To the best of our knowledge, this is the first study of a novel Romboutsia genus (group A 17.94%; group B 33.98%) in fecal samples of hens, as members of the Romboutsia genus have never before been detected in the digestive tract of hens. Romboutsia spp. have been identified in the human gut (Ricaboni et al. 2016), lake sediment (Wang et al. 2015), and the rat gastrointestinal tract (Gerritsen et al. 2014). The results of the present study demonstrated that Astragalus supplementation enriched the abundance of Lactobacillus and reduced the abundance of Romboutsia spp. Therefore, we speculate there is a competitive exclusion relationship between the abundance of Romboutsia spp. and Lactobacillus genera, although well-designed experiments focusing on bacterial interactions are required to verify these results.

It is well know that Astragalus polysaccharides mainly consist of glucose and xylose. Romboutsia is able to utilize glucose, but not xylose (Wang et al. 2015). However, the effect of Romboutsia metabolism on the quantity of these monosaccharides remains unclear, thus further studies are warranted. In a future study, we plan to isolate and characterize the functions of Romboutsia spp.

Although fecal samples, instead of the cecal samples, were used to study the microbiome in this study, a previous study showed similarities in the microbial communities, but quantitative differences between cecum and fecal samples (Stanley et al. 2015). Moreover, as compared to cecal contents, fecal samples are easier to collect for analysis of the productivity, health, and wellbeing of chickens. However, sampling from cecum to other intestinal tract sections requires sacrificing of the hens. In contrast, fecal sampling allows repeated sampling over time and does not require sacrifice (Stanley et al. 2015). The results of the present study demonstrated that structural changes to the fecal microbiota are induced by Astragalus.

• **Required action 1**
Answer these questions using the Romboutsia discussion, marking your answers (a), (b), (c):
(a) What abundance of the Romboutsia genus was found in group B?
(b) Which two monosaccharides mainly make up Astragalus polysaccharides?
(c) What does fecal sampling allow that sampling from the cecum does not?
• **Required action 2**
Which distinct sources are cited in the Romboutsia discussion? List each one once, by author and year.
• **Required action 3**
Continue the Romboutsia discussion with the next paragraph, starting after its final sentence about structural changes to the fecal microbiota.

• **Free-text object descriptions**
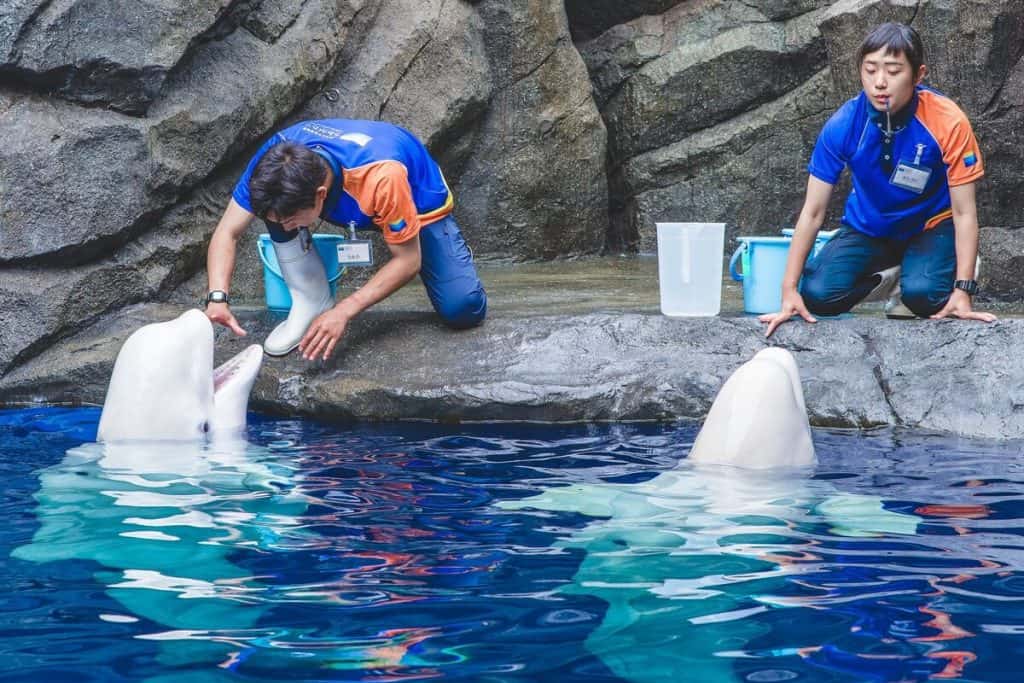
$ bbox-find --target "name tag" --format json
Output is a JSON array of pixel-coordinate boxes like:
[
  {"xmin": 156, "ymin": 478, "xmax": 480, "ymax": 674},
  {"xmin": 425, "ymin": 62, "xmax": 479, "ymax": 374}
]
[
  {"xmin": 889, "ymin": 162, "xmax": 932, "ymax": 195},
  {"xmin": 338, "ymin": 240, "xmax": 374, "ymax": 265}
]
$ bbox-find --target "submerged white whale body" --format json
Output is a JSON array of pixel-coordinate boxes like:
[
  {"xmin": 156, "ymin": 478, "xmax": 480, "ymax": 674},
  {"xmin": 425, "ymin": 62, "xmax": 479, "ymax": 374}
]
[
  {"xmin": 689, "ymin": 347, "xmax": 817, "ymax": 468},
  {"xmin": 97, "ymin": 309, "xmax": 263, "ymax": 441},
  {"xmin": 498, "ymin": 348, "xmax": 905, "ymax": 683}
]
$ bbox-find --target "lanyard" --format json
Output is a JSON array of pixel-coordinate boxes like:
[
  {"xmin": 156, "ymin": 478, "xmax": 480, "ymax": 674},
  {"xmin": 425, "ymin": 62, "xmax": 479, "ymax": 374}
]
[{"xmin": 882, "ymin": 97, "xmax": 896, "ymax": 175}]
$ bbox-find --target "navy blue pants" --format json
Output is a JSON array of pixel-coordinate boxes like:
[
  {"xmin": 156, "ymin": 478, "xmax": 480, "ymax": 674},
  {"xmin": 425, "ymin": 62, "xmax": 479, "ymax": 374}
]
[
  {"xmin": 265, "ymin": 216, "xmax": 487, "ymax": 328},
  {"xmin": 800, "ymin": 218, "xmax": 956, "ymax": 317}
]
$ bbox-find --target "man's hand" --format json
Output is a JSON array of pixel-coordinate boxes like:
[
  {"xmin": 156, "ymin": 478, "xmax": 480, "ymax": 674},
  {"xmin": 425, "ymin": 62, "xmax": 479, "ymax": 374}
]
[
  {"xmin": 932, "ymin": 289, "xmax": 998, "ymax": 323},
  {"xmin": 299, "ymin": 306, "xmax": 351, "ymax": 360},
  {"xmin": 206, "ymin": 303, "xmax": 247, "ymax": 337},
  {"xmin": 758, "ymin": 290, "xmax": 818, "ymax": 337}
]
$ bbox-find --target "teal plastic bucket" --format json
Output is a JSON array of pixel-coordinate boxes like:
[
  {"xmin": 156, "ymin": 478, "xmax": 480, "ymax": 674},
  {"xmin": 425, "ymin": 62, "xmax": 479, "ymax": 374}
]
[
  {"xmin": 729, "ymin": 230, "xmax": 836, "ymax": 313},
  {"xmin": 256, "ymin": 234, "xmax": 345, "ymax": 311}
]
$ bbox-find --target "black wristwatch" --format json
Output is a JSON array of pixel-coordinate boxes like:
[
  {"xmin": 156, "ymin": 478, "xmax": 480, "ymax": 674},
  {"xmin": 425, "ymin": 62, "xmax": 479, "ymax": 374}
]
[
  {"xmin": 953, "ymin": 280, "xmax": 978, "ymax": 296},
  {"xmin": 203, "ymin": 290, "xmax": 230, "ymax": 308}
]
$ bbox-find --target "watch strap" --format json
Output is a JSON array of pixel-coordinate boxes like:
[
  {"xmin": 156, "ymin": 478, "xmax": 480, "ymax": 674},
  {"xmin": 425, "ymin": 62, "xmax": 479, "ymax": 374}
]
[
  {"xmin": 204, "ymin": 290, "xmax": 230, "ymax": 304},
  {"xmin": 953, "ymin": 280, "xmax": 978, "ymax": 296}
]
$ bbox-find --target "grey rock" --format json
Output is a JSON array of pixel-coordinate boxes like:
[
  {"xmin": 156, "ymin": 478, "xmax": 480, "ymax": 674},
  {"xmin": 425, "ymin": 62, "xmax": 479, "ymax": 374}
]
[
  {"xmin": 601, "ymin": 7, "xmax": 824, "ymax": 164},
  {"xmin": 978, "ymin": 227, "xmax": 1024, "ymax": 301},
  {"xmin": 0, "ymin": 0, "xmax": 231, "ymax": 114},
  {"xmin": 455, "ymin": 0, "xmax": 608, "ymax": 260},
  {"xmin": 0, "ymin": 93, "xmax": 154, "ymax": 264},
  {"xmin": 0, "ymin": 0, "xmax": 358, "ymax": 266},
  {"xmin": 0, "ymin": 305, "xmax": 1024, "ymax": 438},
  {"xmin": 611, "ymin": 70, "xmax": 842, "ymax": 256},
  {"xmin": 0, "ymin": 169, "xmax": 231, "ymax": 375}
]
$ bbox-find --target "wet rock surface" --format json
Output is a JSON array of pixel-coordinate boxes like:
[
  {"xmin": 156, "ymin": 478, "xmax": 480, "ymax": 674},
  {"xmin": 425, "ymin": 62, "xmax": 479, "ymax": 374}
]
[{"xmin": 0, "ymin": 259, "xmax": 1024, "ymax": 438}]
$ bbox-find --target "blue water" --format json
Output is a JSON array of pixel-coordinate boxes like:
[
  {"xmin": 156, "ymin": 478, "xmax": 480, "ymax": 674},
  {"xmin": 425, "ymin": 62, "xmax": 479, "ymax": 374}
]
[{"xmin": 0, "ymin": 409, "xmax": 1024, "ymax": 683}]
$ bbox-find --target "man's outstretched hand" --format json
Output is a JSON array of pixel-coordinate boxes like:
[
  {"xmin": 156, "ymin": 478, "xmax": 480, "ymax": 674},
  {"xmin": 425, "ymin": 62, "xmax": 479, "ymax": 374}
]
[
  {"xmin": 932, "ymin": 290, "xmax": 998, "ymax": 323},
  {"xmin": 758, "ymin": 291, "xmax": 818, "ymax": 337},
  {"xmin": 299, "ymin": 307, "xmax": 350, "ymax": 360}
]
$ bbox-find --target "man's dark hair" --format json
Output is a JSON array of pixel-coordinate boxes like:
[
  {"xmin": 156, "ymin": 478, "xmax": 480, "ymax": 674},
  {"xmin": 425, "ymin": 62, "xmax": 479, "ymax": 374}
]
[
  {"xmin": 249, "ymin": 142, "xmax": 327, "ymax": 220},
  {"xmin": 857, "ymin": 23, "xmax": 925, "ymax": 77}
]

• **Answer area 1**
(a) 33.98%
(b) Glucose and xylose
(c) Repeated sampling over time without sacrificing the hens

• **Answer area 2**
Ricaboni et al. 2016
Wang et al. 2015
Gerritsen et al. 2014
Stanley et al. 2015

• **Answer area 3**
A previous study reported that HMs can alter the composition of the intestinal microbial community while being metabolized (Xu et al. 2017). Single HMs, HM formulas, and even individual compounds of HMs are capable of affecting the gut microbiota. Therefore, HMs may either promote or inhibit the gut microbiota. Similarly, some probiotics, such as Lactobacillus plantarum, have been shown to modulate fecal parameters in chickens (Gao et al. 2017), and Lactobacillus johnsonii has been shown to improve the gut microbiota in broiler chickens (Wang et al. 2017a). In our study, the addition of single Astragalus also modulated fecal microbiota. On the one hand, this might be due to the main bioactive constituents of Astragalus, such as polyphenols, which have anti-inflammatory and immunomodulatory effects that promote the abundances of some gut bacteria. On the other hand, it might result from interactions among gut microbiota after Astragalus feeding.

In conclusion, Astragalus is rich in fiber and polysaccharides that can be fermented and converted into short-chain fatty acids, which are beneficial to health and play a vital role in the modulation of fecal microbiota, although deciphering the underlying mechanism will require further research.